Dataset rows:
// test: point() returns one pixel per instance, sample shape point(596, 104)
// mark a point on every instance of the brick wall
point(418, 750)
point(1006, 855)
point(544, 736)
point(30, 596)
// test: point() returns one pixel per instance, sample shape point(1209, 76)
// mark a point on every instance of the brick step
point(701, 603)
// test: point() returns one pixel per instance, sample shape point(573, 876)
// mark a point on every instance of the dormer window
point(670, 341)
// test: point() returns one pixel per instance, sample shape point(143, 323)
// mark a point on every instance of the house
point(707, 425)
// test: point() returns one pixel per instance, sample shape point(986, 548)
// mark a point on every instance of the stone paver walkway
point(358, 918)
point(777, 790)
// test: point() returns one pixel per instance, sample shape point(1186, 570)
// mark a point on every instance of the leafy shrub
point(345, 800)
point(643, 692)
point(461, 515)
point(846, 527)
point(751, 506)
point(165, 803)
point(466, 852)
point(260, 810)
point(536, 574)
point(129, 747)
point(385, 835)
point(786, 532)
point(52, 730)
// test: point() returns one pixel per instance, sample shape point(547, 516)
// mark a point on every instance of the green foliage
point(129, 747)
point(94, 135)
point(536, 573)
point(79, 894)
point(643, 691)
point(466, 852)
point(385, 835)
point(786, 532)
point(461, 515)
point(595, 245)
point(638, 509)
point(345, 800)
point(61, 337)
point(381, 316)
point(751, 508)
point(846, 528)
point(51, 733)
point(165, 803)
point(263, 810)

Goal:
Convert the entries above into a JSON list of strings, one string per line, omitting any blank lines.

Response to this exercise:
[
  "// test: point() returns one pixel per instance, sample shape point(596, 104)",
  "// mark a point on every instance of the brick wall",
  "point(418, 750)",
  "point(1006, 855)",
  "point(544, 736)",
  "point(30, 596)",
  "// test: point() returns one pixel per instance, sample shape point(1209, 76)",
  "// mark a point on every instance of the brick step",
  "point(701, 603)",
  "// test: point() returns one pixel per instance, sample shape point(573, 876)",
  "// mark a point on every instance of the dormer window",
  "point(670, 341)",
  "// test: point() returns one pixel per instance, sample shape point(143, 323)",
  "// mark a point on every instance of the house",
  "point(707, 425)",
  "// test: point() returns one pixel per instance, sample shape point(986, 548)",
  "// mark a point on every instance of the stone paver walkway",
  "point(358, 918)",
  "point(777, 790)",
  "// test: point() returns one pixel per instance, sample shape point(1186, 570)",
  "// mark a point on every instance of the leafy shrub",
  "point(345, 800)",
  "point(643, 692)",
  "point(461, 515)",
  "point(846, 527)",
  "point(751, 506)",
  "point(165, 803)",
  "point(466, 852)",
  "point(260, 810)",
  "point(536, 574)",
  "point(129, 747)",
  "point(385, 835)",
  "point(786, 532)",
  "point(52, 730)",
  "// test: point() returns one pixel per instance, sample shape point(547, 516)",
  "// mark a point on every instance of the green foliage",
  "point(129, 747)",
  "point(94, 135)",
  "point(536, 573)",
  "point(79, 894)",
  "point(643, 691)",
  "point(466, 852)",
  "point(385, 835)",
  "point(786, 532)",
  "point(461, 515)",
  "point(595, 245)",
  "point(638, 509)",
  "point(345, 800)",
  "point(61, 337)",
  "point(381, 316)",
  "point(751, 508)",
  "point(846, 528)",
  "point(51, 733)",
  "point(165, 803)",
  "point(263, 810)"
]